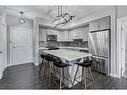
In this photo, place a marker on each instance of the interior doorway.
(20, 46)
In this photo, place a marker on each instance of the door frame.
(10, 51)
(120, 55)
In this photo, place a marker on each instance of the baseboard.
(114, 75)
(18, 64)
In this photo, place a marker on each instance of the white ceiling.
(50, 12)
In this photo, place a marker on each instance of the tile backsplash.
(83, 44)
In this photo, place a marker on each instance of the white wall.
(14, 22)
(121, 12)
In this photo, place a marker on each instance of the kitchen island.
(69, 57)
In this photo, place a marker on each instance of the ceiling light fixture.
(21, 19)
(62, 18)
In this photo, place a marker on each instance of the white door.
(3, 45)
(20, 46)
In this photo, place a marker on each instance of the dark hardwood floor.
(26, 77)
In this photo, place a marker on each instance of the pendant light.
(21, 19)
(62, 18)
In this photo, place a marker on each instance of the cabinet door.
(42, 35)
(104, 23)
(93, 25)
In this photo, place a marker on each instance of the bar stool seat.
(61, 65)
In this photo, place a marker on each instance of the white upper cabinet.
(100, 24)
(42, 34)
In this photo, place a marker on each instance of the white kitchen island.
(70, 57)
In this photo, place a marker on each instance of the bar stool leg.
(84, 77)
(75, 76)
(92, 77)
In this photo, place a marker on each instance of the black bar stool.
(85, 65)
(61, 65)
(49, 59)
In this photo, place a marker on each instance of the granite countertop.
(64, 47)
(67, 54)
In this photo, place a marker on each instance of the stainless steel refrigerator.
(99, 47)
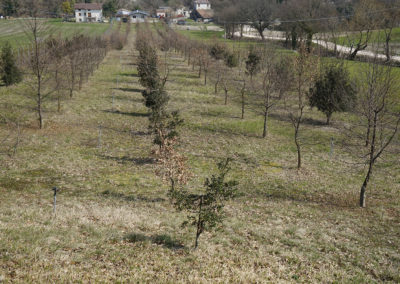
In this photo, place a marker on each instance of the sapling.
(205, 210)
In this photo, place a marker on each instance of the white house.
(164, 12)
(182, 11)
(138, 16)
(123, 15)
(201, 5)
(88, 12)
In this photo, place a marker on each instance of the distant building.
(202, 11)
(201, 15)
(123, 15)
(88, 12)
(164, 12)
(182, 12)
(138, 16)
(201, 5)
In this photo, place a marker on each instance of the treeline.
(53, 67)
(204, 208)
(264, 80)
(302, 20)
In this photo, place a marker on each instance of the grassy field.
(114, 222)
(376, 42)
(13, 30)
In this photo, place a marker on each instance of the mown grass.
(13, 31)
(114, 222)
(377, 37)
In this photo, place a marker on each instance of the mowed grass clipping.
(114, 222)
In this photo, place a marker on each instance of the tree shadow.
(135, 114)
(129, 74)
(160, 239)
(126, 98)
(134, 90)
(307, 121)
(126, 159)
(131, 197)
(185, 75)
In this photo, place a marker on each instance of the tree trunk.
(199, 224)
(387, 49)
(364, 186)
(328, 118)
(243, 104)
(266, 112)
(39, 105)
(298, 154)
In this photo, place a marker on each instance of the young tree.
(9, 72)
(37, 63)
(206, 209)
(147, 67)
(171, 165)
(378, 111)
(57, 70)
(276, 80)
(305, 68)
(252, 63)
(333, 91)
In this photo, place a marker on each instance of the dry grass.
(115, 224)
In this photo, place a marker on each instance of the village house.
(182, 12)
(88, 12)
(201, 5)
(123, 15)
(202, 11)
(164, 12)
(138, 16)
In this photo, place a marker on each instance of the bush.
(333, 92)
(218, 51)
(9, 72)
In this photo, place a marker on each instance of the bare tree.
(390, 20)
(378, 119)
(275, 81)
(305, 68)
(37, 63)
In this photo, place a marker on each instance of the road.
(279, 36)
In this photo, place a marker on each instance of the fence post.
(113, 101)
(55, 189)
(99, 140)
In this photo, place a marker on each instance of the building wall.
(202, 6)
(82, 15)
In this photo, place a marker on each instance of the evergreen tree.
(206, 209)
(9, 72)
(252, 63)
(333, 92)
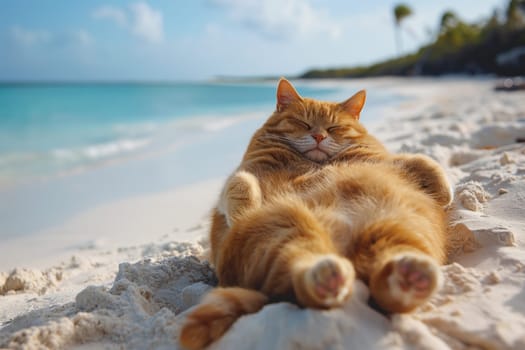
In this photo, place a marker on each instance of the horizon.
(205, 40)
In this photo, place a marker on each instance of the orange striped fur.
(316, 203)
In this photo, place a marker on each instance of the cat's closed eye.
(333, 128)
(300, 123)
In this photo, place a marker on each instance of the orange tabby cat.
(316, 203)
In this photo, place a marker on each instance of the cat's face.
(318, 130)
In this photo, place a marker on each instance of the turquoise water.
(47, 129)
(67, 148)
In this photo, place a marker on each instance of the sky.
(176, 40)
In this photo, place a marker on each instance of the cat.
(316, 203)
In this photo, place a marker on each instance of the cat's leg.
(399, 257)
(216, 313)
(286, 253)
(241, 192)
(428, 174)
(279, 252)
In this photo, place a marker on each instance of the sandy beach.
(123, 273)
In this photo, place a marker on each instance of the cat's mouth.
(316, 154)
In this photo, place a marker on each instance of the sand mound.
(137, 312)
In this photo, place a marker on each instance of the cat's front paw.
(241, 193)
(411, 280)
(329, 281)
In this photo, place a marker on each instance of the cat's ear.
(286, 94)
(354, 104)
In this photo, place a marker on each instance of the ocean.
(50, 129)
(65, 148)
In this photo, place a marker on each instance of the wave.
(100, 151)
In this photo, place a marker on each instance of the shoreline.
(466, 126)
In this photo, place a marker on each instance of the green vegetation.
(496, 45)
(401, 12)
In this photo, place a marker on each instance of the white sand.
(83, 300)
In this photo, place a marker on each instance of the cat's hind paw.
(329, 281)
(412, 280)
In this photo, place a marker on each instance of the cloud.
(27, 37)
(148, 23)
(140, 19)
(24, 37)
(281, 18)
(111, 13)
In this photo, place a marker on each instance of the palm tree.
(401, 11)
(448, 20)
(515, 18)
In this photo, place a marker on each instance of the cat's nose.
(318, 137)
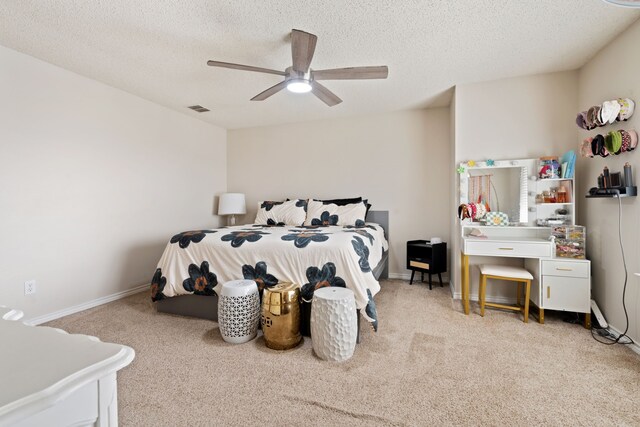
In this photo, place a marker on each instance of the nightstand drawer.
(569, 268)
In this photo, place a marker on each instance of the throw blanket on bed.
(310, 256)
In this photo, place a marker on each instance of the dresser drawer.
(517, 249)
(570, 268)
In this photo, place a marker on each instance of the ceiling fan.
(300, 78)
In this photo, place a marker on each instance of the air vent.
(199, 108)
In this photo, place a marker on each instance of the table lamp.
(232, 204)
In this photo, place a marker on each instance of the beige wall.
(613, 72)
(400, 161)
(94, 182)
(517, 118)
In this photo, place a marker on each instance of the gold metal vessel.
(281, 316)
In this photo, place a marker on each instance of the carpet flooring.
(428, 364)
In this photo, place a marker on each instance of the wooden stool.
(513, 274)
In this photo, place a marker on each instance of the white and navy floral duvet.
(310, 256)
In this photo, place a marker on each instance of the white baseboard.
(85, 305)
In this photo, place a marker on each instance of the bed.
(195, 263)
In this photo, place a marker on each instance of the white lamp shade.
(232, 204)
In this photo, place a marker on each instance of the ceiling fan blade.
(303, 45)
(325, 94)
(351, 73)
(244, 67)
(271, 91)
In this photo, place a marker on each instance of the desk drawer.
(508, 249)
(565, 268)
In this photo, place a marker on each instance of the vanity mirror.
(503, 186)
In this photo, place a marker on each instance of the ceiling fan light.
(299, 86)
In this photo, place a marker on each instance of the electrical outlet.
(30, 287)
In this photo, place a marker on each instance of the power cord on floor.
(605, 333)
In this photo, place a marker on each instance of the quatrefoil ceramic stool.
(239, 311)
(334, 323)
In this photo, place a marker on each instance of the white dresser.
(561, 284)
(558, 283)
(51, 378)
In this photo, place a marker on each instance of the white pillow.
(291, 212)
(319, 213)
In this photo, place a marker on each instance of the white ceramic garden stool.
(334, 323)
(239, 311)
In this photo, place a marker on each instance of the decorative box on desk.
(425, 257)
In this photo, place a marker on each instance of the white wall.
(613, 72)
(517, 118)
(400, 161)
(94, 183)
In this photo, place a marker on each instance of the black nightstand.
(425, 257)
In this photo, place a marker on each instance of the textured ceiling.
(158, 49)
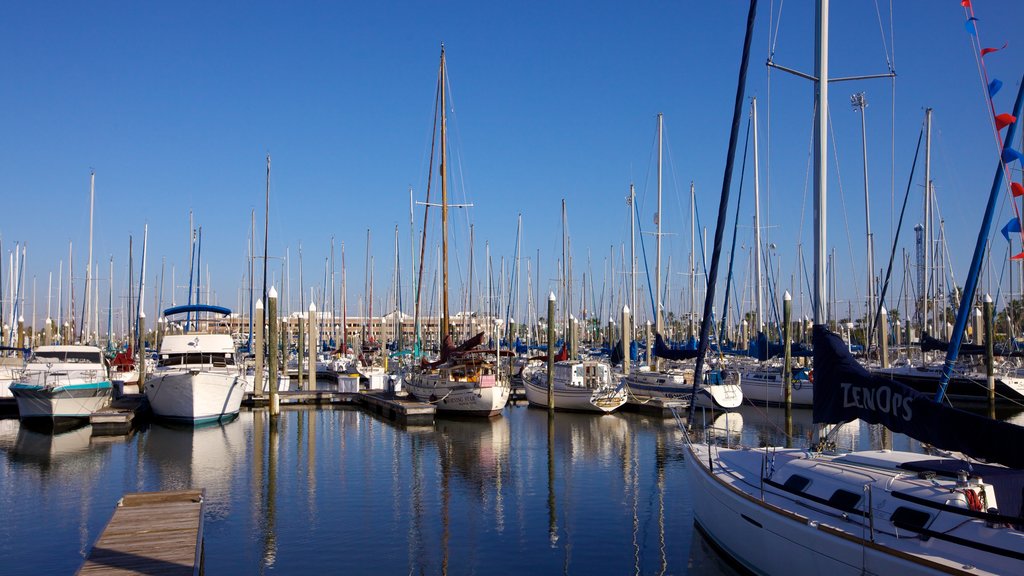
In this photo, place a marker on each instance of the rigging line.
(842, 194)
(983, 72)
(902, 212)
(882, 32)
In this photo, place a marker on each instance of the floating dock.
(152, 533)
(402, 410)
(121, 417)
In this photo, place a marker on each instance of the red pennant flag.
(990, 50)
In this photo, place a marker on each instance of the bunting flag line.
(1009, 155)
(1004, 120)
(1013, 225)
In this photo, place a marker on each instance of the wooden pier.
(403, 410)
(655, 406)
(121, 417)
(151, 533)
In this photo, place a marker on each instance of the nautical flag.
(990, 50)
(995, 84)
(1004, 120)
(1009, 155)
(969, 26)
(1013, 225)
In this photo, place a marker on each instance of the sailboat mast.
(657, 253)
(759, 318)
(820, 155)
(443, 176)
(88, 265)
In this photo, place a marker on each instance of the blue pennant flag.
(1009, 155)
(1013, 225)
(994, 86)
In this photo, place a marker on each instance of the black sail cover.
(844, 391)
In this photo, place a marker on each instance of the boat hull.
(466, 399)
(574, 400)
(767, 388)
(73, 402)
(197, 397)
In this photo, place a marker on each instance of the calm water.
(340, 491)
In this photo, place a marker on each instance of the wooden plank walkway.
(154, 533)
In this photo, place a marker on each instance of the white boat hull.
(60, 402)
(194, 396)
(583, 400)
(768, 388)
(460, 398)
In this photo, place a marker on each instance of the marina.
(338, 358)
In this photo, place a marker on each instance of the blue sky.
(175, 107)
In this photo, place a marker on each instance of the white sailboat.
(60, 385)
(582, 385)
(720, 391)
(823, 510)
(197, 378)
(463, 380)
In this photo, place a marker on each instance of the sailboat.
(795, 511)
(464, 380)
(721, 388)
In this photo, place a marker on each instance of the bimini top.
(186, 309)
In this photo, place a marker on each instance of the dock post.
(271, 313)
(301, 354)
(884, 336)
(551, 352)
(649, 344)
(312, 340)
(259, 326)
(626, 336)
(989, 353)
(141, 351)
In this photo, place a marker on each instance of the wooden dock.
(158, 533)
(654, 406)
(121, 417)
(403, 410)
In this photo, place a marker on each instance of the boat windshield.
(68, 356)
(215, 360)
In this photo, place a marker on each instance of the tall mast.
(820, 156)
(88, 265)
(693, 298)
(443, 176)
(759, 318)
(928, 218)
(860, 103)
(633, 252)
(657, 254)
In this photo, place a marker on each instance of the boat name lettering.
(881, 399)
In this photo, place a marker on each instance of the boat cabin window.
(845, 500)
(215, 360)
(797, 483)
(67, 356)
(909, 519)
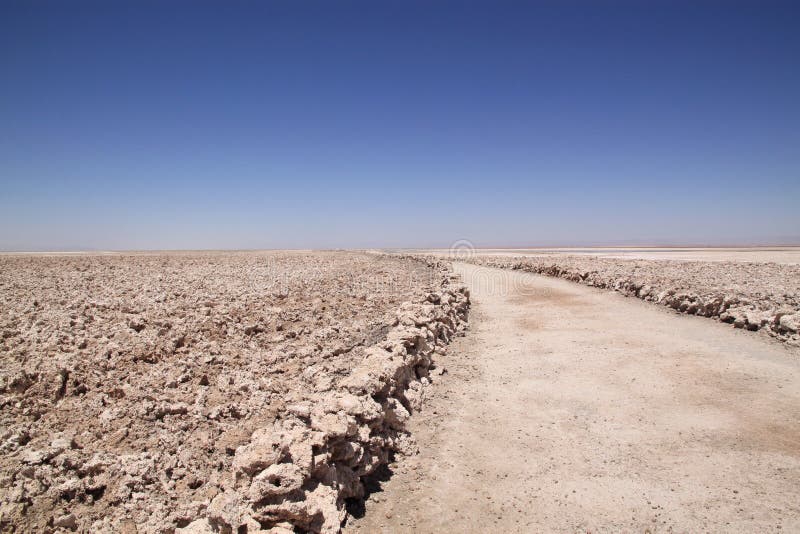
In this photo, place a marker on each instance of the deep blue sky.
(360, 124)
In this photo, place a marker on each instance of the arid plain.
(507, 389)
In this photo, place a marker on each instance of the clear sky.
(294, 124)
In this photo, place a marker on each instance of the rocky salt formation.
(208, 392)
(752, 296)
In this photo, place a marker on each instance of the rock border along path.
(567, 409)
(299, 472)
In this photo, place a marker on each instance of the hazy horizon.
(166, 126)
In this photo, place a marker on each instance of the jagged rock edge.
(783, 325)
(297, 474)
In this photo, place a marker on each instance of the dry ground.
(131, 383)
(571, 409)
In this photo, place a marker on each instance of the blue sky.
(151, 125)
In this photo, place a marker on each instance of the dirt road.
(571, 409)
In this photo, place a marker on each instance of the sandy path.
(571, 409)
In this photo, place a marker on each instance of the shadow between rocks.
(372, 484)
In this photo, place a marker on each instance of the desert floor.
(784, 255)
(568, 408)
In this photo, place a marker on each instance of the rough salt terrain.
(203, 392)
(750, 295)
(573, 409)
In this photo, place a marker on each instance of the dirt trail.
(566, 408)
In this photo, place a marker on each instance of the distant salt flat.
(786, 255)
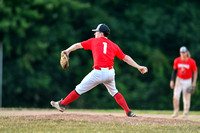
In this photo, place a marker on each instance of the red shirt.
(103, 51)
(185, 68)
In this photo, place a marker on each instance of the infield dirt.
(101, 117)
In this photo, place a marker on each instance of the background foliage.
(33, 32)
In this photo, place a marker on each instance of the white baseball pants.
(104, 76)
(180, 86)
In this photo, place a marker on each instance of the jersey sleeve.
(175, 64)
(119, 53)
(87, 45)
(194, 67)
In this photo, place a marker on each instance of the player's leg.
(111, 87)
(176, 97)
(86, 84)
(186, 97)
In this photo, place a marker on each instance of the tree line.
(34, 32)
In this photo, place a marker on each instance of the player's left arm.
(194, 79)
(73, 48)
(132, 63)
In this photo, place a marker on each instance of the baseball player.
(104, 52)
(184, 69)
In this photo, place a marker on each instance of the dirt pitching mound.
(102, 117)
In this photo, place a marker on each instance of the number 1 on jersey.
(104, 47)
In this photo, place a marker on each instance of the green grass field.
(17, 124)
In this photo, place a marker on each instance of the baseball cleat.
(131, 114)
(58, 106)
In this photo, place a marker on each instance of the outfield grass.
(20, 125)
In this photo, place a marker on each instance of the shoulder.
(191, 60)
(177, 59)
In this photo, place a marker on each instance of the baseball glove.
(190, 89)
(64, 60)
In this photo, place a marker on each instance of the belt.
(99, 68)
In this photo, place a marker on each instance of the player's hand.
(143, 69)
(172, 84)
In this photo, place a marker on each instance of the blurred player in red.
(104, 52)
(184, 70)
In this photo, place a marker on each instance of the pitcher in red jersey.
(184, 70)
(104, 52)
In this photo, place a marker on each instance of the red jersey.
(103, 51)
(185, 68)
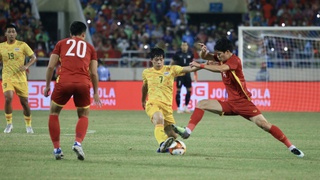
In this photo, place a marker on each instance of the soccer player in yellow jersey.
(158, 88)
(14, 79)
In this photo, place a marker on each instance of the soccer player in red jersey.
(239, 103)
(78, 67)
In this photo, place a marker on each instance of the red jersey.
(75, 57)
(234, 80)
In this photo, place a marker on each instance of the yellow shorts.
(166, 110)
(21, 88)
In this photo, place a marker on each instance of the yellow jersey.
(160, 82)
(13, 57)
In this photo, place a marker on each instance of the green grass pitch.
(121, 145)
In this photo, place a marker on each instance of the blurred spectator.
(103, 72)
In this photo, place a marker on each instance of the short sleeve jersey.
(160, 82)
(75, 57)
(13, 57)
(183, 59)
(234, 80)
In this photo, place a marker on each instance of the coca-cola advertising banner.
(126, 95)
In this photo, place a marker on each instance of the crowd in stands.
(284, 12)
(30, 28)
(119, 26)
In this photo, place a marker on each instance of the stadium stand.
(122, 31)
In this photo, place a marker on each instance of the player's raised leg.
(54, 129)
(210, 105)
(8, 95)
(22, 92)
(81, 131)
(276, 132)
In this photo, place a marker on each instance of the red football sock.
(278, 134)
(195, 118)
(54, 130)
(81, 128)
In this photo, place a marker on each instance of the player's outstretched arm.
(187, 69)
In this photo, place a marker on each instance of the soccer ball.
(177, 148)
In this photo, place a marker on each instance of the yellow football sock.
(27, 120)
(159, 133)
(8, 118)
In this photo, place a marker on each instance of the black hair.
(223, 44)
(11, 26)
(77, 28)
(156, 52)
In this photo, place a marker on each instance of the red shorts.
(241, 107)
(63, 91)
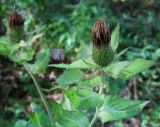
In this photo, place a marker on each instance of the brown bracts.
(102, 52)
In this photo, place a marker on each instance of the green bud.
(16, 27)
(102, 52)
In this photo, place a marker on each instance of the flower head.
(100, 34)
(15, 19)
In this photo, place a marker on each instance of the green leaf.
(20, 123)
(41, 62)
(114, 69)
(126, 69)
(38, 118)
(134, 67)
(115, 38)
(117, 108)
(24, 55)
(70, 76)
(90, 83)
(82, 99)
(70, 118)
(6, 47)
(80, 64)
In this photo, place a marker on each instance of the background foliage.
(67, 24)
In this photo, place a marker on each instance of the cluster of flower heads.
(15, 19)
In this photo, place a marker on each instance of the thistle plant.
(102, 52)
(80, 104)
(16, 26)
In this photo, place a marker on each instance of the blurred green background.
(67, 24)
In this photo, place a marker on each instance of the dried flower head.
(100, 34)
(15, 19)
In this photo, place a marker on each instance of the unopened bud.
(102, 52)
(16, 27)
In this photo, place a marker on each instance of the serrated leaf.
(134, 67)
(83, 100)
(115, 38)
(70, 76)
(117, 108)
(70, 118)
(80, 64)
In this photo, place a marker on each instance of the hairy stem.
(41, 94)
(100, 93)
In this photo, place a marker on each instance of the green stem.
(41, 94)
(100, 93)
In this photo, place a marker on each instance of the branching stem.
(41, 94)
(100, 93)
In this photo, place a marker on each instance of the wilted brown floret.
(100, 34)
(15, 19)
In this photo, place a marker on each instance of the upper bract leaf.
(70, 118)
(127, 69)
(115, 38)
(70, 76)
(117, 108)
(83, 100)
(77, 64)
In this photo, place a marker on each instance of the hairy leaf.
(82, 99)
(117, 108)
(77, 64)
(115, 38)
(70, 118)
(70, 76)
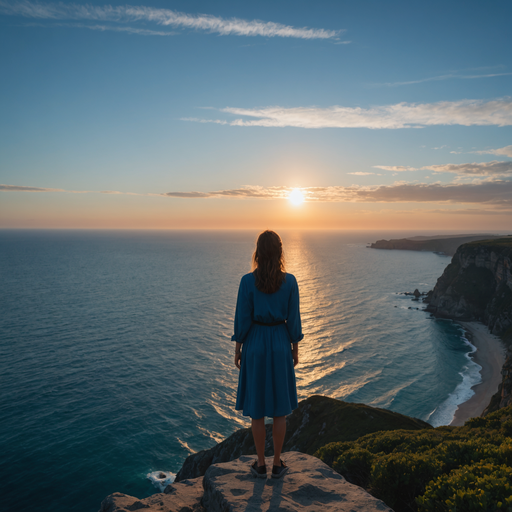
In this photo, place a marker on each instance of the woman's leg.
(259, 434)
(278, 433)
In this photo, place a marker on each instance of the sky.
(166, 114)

- _Written task_:
Can you repeat the data word for word, from the line with "the woman's leg." up to and including the last line of the data?

- _Written response_:
In this photo, place a marker on each instance of the woman's leg.
(259, 434)
(278, 433)
In this photo, place a marker on each instance of the sky.
(166, 114)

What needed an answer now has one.